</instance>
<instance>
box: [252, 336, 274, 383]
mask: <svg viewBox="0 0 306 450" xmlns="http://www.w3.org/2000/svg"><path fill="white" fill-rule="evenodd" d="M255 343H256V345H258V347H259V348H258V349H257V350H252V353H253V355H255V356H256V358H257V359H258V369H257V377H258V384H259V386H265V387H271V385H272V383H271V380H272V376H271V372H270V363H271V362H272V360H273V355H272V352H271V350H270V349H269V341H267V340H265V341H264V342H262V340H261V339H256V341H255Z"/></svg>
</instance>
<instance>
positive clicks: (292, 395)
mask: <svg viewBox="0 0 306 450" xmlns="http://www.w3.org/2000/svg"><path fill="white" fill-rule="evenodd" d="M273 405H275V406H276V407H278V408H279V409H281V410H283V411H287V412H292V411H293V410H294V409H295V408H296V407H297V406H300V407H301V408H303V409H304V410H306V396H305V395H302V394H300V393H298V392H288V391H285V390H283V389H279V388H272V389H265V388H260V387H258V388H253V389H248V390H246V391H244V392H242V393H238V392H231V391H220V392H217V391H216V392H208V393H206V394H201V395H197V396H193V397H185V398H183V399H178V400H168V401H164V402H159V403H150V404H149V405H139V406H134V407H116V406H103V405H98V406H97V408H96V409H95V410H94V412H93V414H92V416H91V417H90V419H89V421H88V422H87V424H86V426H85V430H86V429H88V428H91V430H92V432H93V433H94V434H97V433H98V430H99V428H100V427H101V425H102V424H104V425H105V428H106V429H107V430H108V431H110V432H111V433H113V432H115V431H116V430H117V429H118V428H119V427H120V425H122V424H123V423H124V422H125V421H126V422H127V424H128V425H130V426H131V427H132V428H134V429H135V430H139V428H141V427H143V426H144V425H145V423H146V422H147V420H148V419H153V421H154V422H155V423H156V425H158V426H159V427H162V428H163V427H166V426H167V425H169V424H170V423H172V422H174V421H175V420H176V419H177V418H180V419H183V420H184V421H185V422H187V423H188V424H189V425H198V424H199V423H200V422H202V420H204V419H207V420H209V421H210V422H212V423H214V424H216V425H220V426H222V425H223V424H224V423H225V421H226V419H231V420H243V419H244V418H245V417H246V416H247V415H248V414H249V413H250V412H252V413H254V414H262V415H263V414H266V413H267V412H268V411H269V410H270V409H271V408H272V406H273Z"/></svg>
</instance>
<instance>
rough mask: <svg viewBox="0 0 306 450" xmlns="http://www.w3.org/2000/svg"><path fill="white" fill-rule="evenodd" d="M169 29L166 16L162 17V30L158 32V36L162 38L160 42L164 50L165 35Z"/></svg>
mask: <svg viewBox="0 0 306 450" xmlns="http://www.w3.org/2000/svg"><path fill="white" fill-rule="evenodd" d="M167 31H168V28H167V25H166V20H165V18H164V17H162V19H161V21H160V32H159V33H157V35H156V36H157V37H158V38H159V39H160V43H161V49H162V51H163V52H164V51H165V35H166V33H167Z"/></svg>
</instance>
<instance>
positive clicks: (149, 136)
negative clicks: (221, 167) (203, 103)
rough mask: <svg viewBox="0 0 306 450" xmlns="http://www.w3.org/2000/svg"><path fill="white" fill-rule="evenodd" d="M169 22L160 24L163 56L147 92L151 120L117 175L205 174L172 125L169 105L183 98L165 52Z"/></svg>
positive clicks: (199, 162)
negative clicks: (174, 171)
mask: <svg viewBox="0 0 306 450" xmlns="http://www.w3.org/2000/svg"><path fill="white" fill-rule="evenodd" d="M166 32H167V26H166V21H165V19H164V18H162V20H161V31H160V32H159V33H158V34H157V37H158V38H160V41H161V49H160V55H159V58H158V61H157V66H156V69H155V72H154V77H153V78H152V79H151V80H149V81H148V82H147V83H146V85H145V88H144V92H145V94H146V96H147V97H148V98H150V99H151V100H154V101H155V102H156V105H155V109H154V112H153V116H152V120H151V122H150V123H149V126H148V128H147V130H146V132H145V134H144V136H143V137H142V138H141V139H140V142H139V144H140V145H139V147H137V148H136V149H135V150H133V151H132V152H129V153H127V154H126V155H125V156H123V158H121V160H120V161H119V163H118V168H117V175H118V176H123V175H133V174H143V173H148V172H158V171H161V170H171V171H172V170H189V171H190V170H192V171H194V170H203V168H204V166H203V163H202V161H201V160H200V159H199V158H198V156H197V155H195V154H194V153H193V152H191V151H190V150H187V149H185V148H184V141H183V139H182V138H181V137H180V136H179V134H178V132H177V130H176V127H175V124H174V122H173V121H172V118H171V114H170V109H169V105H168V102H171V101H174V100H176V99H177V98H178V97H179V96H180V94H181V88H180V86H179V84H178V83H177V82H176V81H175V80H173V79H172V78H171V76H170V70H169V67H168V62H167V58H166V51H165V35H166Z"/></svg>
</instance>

•••

Instructions to follow
Locate each line in the records above that contains the word "negative", and copy every such line in full.

Result of the exercise
negative clicks: (221, 167) (203, 103)
negative clicks: (174, 171)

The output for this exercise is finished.